* [ЦИТИРУЕМЫЙ ОТРЫВОК]

Формы мышления в практической жизни 10 страница



 

Тщась меланхолию избыть,

Я вышел плоть возвеселить

По утру сладостну в поля,

Когда весной любовна прыть

Стремит сердца соединить…

 

Всё чисто условно, и никакие красоты ритма или звучания не возвышают это над уровнем обыденнейшей заурядности. Далее следует описание весеннего утра.

 

Tout autour oiseaulx voletoient,

Et si très-doulcement chantoient,

Qu’il n’est cueur qui n’en fust joyeulx.

Et en chantant en l’air montoient,

Et puis l’un l’autre surmontoient

A l’estrivée à qui mieulx mieulx.

Le temps n’estoit mie nueux,

De bleu estoient vestuz les cieux,

Et le beau soleil cler luisoit.

 

Хор пташек трепетно порхал

И пеньем долы оглашал,

Восторгом сердце наполняя.

То в воздух певчий рой взмывал,

Взвиваясь ввысь, то опадал,

И птичья рассыпалась стая.

Простерлись над землей, блистая

Лазурью, небеса без края,

И ясный солнца лик сиял.

* [ПИСЬМЕННЫЕ ЗАДАНИЯ]
a - Перепечатайте из отрывка фрагмент, который открывается словами «Стремит сердца соединить…» и завершается словами «n’en fust joyeulx.».
b - Выпишите последние слова всех строк первого стихотворного фрагмента в отрывке, того, что начинается строкой «Тщась меланхолию избыть».
c - Что, согласно отрывку, следует за первым стихотворным фрагментом?

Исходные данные
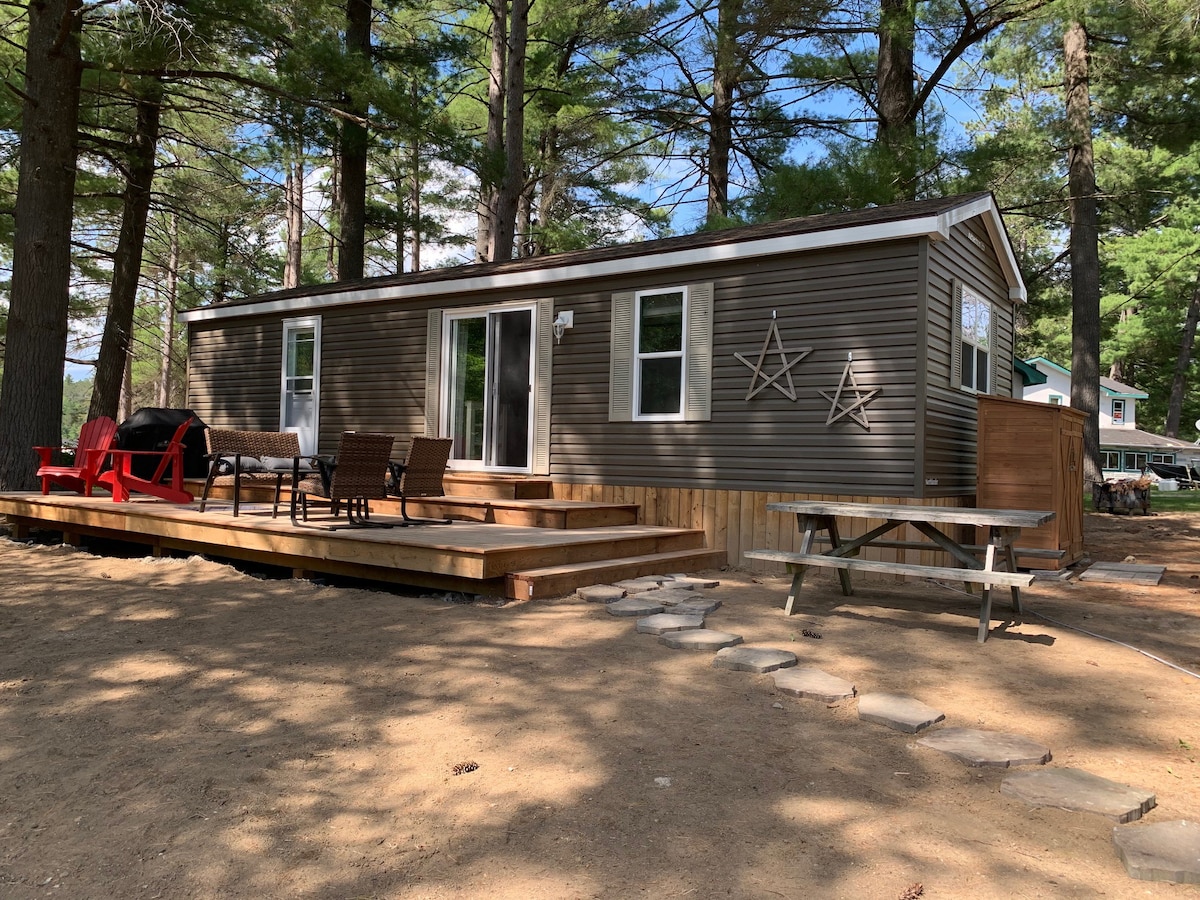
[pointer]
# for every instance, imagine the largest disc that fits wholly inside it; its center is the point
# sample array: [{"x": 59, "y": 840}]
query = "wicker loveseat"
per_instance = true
[{"x": 238, "y": 457}]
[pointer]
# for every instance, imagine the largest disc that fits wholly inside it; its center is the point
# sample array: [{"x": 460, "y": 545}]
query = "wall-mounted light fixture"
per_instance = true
[{"x": 564, "y": 321}]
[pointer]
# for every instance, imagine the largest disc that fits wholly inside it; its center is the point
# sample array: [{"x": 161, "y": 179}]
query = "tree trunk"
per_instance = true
[
  {"x": 126, "y": 407},
  {"x": 895, "y": 93},
  {"x": 31, "y": 390},
  {"x": 1182, "y": 364},
  {"x": 415, "y": 208},
  {"x": 492, "y": 163},
  {"x": 509, "y": 195},
  {"x": 293, "y": 196},
  {"x": 1085, "y": 257},
  {"x": 168, "y": 313},
  {"x": 352, "y": 214},
  {"x": 720, "y": 118},
  {"x": 221, "y": 283},
  {"x": 115, "y": 346}
]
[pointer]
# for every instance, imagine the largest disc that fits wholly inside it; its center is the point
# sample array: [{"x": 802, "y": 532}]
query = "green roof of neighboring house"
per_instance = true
[
  {"x": 1110, "y": 387},
  {"x": 1030, "y": 375}
]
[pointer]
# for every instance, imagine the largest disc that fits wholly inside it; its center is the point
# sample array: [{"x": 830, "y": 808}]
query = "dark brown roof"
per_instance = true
[{"x": 826, "y": 222}]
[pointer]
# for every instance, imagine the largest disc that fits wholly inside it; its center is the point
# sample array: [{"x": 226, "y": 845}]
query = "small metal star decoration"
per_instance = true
[
  {"x": 785, "y": 364},
  {"x": 857, "y": 408}
]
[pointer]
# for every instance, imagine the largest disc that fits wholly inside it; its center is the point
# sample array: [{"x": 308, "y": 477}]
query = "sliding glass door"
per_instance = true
[{"x": 490, "y": 388}]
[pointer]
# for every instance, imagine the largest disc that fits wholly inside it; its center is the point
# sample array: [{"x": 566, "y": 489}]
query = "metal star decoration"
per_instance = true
[
  {"x": 855, "y": 409},
  {"x": 785, "y": 364}
]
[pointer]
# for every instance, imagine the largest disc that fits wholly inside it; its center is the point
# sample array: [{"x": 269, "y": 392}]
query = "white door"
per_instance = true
[
  {"x": 490, "y": 388},
  {"x": 300, "y": 396}
]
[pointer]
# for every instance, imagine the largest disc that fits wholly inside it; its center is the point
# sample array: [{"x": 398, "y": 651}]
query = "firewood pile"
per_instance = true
[{"x": 1122, "y": 496}]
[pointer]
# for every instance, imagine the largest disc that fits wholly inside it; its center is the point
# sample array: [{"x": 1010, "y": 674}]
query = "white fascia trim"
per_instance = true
[
  {"x": 935, "y": 227},
  {"x": 985, "y": 207}
]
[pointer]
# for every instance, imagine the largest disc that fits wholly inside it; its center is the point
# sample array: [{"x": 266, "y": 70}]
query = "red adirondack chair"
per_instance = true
[
  {"x": 95, "y": 443},
  {"x": 121, "y": 480}
]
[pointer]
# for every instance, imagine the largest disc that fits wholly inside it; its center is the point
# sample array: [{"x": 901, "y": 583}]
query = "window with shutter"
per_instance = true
[
  {"x": 973, "y": 363},
  {"x": 661, "y": 354}
]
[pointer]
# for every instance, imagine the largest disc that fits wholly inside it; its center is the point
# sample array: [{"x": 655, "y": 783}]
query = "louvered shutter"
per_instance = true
[
  {"x": 699, "y": 382},
  {"x": 432, "y": 372},
  {"x": 621, "y": 371},
  {"x": 957, "y": 335},
  {"x": 541, "y": 387}
]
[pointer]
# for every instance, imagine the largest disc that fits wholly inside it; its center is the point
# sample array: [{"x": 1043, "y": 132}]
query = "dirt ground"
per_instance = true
[{"x": 179, "y": 729}]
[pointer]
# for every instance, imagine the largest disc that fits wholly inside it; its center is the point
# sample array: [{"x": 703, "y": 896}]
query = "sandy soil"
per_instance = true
[{"x": 178, "y": 729}]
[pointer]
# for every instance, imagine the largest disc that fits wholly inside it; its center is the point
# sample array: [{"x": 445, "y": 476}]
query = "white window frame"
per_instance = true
[
  {"x": 967, "y": 295},
  {"x": 307, "y": 442},
  {"x": 681, "y": 354},
  {"x": 1138, "y": 466}
]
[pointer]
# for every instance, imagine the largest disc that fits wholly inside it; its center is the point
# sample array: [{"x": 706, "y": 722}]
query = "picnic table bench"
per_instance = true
[{"x": 1003, "y": 528}]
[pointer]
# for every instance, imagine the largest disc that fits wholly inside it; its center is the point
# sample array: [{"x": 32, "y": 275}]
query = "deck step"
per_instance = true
[
  {"x": 556, "y": 581},
  {"x": 534, "y": 513},
  {"x": 496, "y": 486}
]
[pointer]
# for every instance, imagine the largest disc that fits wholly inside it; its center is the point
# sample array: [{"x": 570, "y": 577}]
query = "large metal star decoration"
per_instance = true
[
  {"x": 855, "y": 409},
  {"x": 785, "y": 364}
]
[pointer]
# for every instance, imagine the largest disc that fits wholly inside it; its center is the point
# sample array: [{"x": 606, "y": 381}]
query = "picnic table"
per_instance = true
[{"x": 1003, "y": 527}]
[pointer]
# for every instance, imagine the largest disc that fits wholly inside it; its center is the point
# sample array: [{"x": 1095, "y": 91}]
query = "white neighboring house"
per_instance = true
[{"x": 1125, "y": 449}]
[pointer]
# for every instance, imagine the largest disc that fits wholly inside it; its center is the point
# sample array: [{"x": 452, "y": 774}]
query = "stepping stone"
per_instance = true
[
  {"x": 693, "y": 582},
  {"x": 600, "y": 593},
  {"x": 1164, "y": 851},
  {"x": 1079, "y": 792},
  {"x": 814, "y": 684},
  {"x": 670, "y": 595},
  {"x": 898, "y": 712},
  {"x": 987, "y": 748},
  {"x": 633, "y": 606},
  {"x": 1123, "y": 573},
  {"x": 753, "y": 659},
  {"x": 666, "y": 622},
  {"x": 699, "y": 639},
  {"x": 697, "y": 606},
  {"x": 647, "y": 582}
]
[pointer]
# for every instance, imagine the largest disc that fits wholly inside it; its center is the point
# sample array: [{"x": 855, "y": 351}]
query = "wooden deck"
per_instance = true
[{"x": 483, "y": 557}]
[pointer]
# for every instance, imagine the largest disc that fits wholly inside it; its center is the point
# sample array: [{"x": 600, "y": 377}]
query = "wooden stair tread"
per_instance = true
[{"x": 558, "y": 580}]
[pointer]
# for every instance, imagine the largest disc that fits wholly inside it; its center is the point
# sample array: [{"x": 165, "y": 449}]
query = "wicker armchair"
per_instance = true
[
  {"x": 249, "y": 456},
  {"x": 355, "y": 477},
  {"x": 420, "y": 475}
]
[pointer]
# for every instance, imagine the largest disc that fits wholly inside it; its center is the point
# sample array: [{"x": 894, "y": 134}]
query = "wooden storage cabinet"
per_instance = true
[{"x": 1031, "y": 456}]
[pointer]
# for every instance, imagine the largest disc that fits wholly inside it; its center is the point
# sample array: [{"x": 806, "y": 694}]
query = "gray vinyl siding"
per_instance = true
[
  {"x": 951, "y": 414},
  {"x": 233, "y": 373},
  {"x": 888, "y": 304},
  {"x": 837, "y": 303}
]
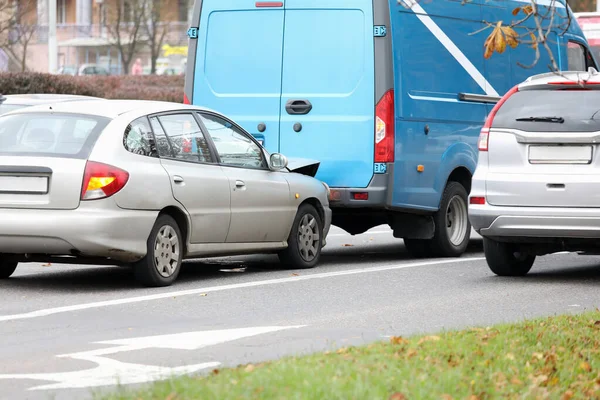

* [ОТВЕТЫ К ЗАДАНИЯМ]
a -
Стремит сердца соединить…

 

Всё чисто условно, и никакие красоты ритма или звучания не возвышают это над уровнем обыденнейшей заурядности. Далее следует описание весеннего утра.

 

Tout autour oiseaulx voletoient,

Et si très-doulcement chantoient,

Qu’il n’est cueur qui n’en fust joyeulx.

b - избыть, возвеселить, поля, прыть, соединить

c - Описание весеннего утра.